- Text under study:
◇ ◇ ◇ ◇ ◇ ◇ ◇
The overarching objective is to improve the quality of care for individuals, carers and families; empowering and supporting people to maintain independence and to lead full lives as active participants in their community.

To date, the programme team has kicked off deployment of the WSIC Dashboards to 224 GP practices across North West London; 69 per cent of practices have signed the NWL ISA; and WSIC Dashboards are now live in 115 practices.

This tool continues to develop and evolve in response to clinical feedback through the WSIC Dashboard Clinical Advisory Group. This Group currently consists of Clinical Leads from across North West London. Through handing ownership of the tool to the users of the Dashboard the product is adapting to the needs of the clinicians in North West London, this flexibility ensures it can continue to evolve as population needs change. Through the Clinical Advisory Group, views within the WSIC Dashboard are becoming more relevant to specific clinical pathways, with work under way on a Diabetes radar and COPD radar.

In addition to keeping partners well-informed with the latest deployment and development updates via a monthly newsletter, the programme team has ensured that health care professionals are supported to use the Dashboard. ELearning tools comprising a series of video training modules and downloadable user guides to support health care professionals in using the WSIC dashboard are available via the dedicated website. There is also a service desk that users can contact for help accessing the dashboards.

Challenges of implementation

The WSIC Dashboard team encountered three main challenges in implementing the dashboards:

1. Information Governance

Information sharing is a critical enabler for direct care, but for this to happen the appropriate legal framework needed to be in place. The WSIC Dashboard team needed to get all providers to sign up to this legal framework within North West London across the eight CCG’s.

2. Models of Local Services

The WSIC Dashboards are a key enabler to a broader NWL strategic plan. New models of Local Services are emerging across North West London, and this is prioritised upon strengthening care teams and evolving at-scale primary care. Getting clinicians to start using the WSIC Dashboards in this evolving organisational moving landscape has proved challenging. To address this, the team has worked with early adoption at-scale primary care networks across Hillingdon, West London and Brent to develop positive use cases that explain the WSIC Dashboards can be effectively used at practice and network level.
◇ ◇ ◇ ◇ ◇ ◇ ◇
- Material provided:
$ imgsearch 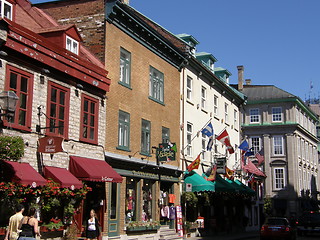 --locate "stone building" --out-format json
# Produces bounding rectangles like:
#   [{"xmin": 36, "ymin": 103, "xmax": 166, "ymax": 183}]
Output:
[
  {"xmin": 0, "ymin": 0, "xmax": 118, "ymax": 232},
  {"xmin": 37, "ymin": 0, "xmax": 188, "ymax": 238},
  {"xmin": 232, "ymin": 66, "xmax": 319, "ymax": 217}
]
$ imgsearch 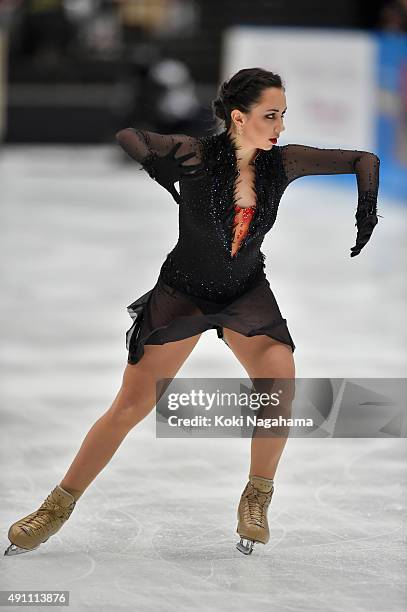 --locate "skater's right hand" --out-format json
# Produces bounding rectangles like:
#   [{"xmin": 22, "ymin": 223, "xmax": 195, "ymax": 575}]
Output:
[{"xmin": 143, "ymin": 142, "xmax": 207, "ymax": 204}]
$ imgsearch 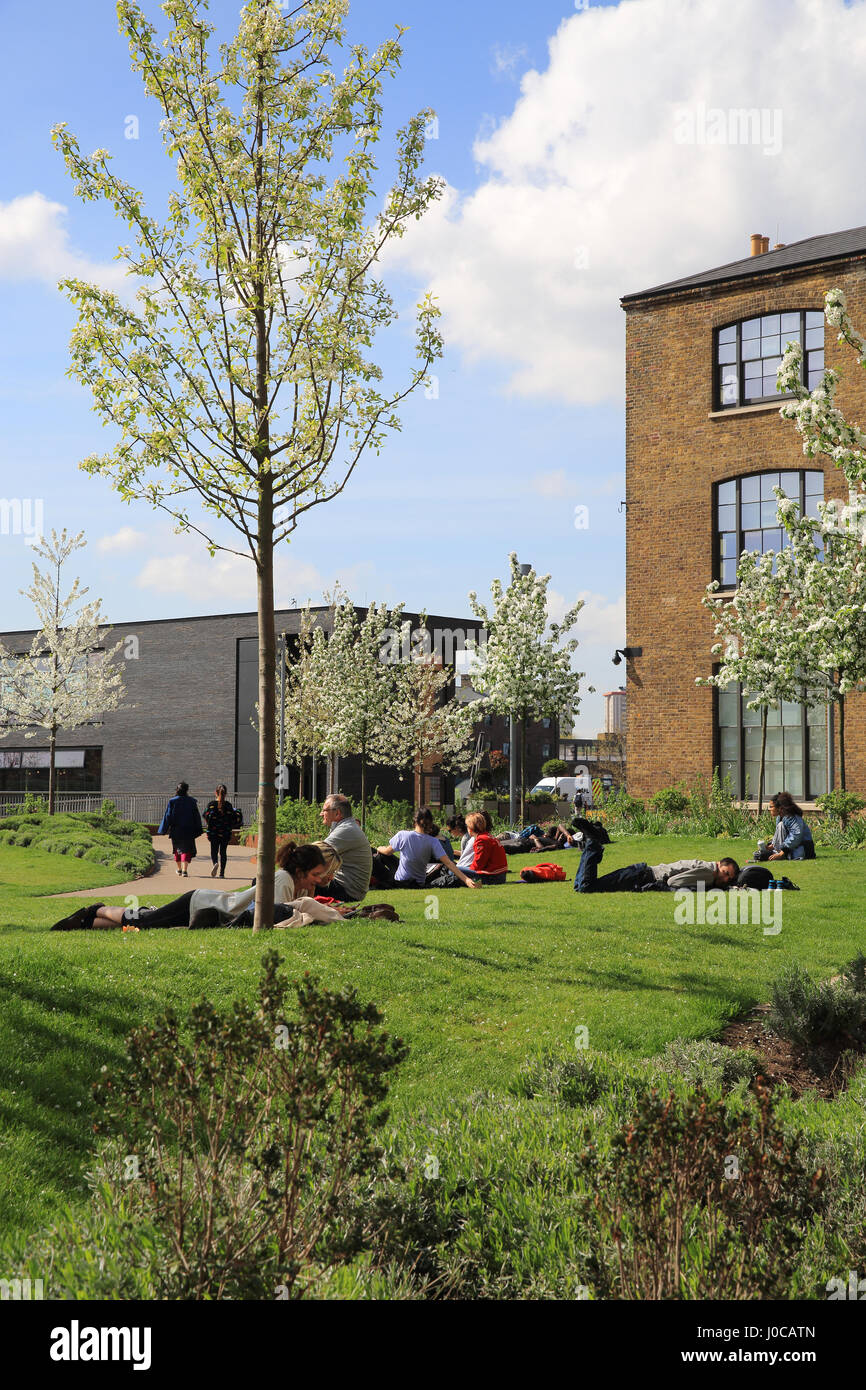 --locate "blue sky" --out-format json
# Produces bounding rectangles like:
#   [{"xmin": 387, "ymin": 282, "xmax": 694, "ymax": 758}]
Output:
◇ ◇ ◇ ◇ ◇ ◇ ◇
- Your tasks:
#1 According to the WSIC Dashboard text, in how many GP practices are the dashboards now live?
#2 Resume the WSIC Dashboard text after its last sentence.

- Answer set:
#1 The WSIC Dashboards are live in 115 practices.

#2
3. Stakeholder Engagement

The NWL geography is made up of eight boroughs, eight CCG’s and local authorities, over 380 GP practices, four acute and specialist hospitals, four mental health trusts and two community trusts, providing services to over two million service users. The programme aims to deploy the WSIC Dashboards to care professionals across all these organisations. The initial focus has been deployment to primary care, gaining momentum there, and moving onto secondary health services and social care providers.

Impact on healthcare system

The North West London Sustainability and Transformation plan is focussed on the ‘triple aim’ reflecting the three main health and social care challenges within North West London:

  • Improving health and wellbeing
  • Improving care and quality
  • Improving productivity and closing the financial gap

Five delivery areas have been identified to help tackle these challenges, the WSIC Dashboards are a key enabler to the following four priorities:

  1. Radically upgrading prevention and wellbeing: supporting people who are mainly healthy to stay mentally and physically well, enabling and empowering them to make healthy choices and look after themselves.
  2. Eliminating unwarranted variation and improving LTC management: reducing unwarranted variation in the management of long term conditions- diabetes, cardiovascular disease and respiratory disease. Ensuring people access the right care in the right place at the right time.
  3. Improving outcomes for people with mental health needs: reduce the gap in life expectancy between adults with serious and long term mental health needs and the rest of the population.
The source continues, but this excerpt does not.